LISTED RECORDS |
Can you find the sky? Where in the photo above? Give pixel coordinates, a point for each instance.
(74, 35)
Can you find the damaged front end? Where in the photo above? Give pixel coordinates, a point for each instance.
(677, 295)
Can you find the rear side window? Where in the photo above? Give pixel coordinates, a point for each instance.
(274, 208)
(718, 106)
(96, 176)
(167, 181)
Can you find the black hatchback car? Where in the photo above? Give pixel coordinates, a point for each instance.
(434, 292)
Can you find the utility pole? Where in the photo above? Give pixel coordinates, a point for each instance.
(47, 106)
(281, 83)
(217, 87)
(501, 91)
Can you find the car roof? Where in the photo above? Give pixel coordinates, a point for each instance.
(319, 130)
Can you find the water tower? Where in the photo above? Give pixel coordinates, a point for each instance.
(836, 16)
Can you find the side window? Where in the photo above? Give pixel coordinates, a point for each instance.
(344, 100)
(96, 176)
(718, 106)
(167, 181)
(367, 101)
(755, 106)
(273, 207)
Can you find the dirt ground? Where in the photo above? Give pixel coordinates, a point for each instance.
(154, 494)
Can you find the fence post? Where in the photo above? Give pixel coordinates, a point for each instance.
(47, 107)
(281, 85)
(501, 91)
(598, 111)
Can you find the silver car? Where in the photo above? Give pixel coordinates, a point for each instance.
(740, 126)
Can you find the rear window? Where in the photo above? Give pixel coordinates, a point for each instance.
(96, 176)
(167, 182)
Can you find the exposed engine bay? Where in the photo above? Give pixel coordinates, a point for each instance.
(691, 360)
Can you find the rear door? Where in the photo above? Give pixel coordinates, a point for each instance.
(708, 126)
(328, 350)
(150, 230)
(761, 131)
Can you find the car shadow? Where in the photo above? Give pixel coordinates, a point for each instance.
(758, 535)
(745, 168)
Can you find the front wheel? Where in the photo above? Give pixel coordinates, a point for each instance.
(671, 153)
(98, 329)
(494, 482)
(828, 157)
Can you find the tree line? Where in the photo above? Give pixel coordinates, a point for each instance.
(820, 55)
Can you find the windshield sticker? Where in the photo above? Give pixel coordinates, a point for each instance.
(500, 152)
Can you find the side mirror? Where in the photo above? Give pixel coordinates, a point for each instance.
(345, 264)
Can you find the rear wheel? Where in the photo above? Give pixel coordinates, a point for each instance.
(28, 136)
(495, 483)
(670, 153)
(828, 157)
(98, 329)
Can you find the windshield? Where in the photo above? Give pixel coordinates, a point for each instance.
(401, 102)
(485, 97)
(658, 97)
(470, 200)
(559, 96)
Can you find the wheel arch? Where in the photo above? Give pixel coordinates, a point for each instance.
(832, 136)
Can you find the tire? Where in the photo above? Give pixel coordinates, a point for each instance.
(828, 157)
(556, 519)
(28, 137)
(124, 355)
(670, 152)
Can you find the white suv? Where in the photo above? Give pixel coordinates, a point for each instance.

YOUR ASSIGNMENT | The material above needs to be reproduced exactly as written.

RESPONSE BELOW |
Can you find the sky? Where in the photo above? Give pixel coordinates, a point for each instance.
(74, 35)
Can you find the damaged front end? Where in the photo above? Give pixel coordinates, a point for each instance.
(677, 295)
Can you find the rear side window? Where in the photo above? Give pixel coordinates, a point for each instance.
(274, 208)
(718, 106)
(96, 176)
(167, 181)
Can you find the black hatchback car? Where in the photo above? Give pixel coordinates, a point for each instance.
(434, 292)
Can you find the utility pole? Where in the photo above? Give pixel coordinates, a point for each instance.
(47, 106)
(281, 83)
(217, 87)
(501, 91)
Can you find the car roof? Where in the photo above? Give pixel coordinates, a point for each instance.
(319, 130)
Can you find the water tower? Where in the photo above? Give pixel coordinates, a point for each instance.
(836, 16)
Can you find the side window? Where in the photo above? Give pixel coordinates, a point for each instance.
(344, 100)
(96, 176)
(718, 106)
(167, 181)
(367, 101)
(755, 106)
(273, 207)
Can you find the dirt ground? Where in the photo above? Give pixel coordinates, a point for each instance.
(154, 494)
Can you find the fence post? Where in the photo above? Give pixel coordinates, a point for each instance.
(47, 107)
(281, 85)
(501, 91)
(598, 111)
Can you find the silver car? Where in the photo above? Give pixel coordinates, a point for each instance.
(740, 126)
Can you find the rear window? Where in the photo above? Give pixel coordinates, a point for each instance.
(96, 176)
(167, 182)
Can you find the exposed engine bay? Where in the photo above? Give pixel coordinates, a point for each instance.
(691, 360)
Can you find the rear door? Where in the photo above? Give pixel coordinates, a point for each instance.
(708, 126)
(328, 350)
(150, 230)
(761, 131)
Can you find the car shadow? Where in the photo above? Give pixel coordinates, a point for each instance.
(758, 535)
(745, 168)
Can you find the front wheel? Where in the photo above? Give pixel coordinates, a point for each instance.
(671, 153)
(98, 329)
(494, 482)
(828, 157)
Can you find the tree line? Where in the photo above? Give pixel coordinates, a point for each instance.
(820, 55)
Can you find the windshield sticker? Where in the photo above? Give pixel coordinates, a point for each instance.
(500, 152)
Can you find the side mirror? Where in the photo above? Give pixel coordinates, a point for each instance.
(345, 264)
Can you find the rear wheel? Where in the photo above? Give pixel coordinates, a point for each instance.
(28, 136)
(495, 483)
(670, 153)
(828, 157)
(98, 329)
Can you find the windshield? Where in the photo above? Give pixel coordinates, a point for each instance.
(401, 102)
(485, 97)
(658, 97)
(470, 200)
(559, 96)
Can you find the wheel arch? Where in the photo above? Give pixel coordinates, a point for each instance.
(832, 136)
Can you find the tire? Where in the photo above? Give pixel coordinates, a point for each instance.
(828, 157)
(556, 519)
(28, 137)
(124, 355)
(670, 152)
Can you find the white suv? Where in the photo above? Give pixel coordinates, a point for each instance.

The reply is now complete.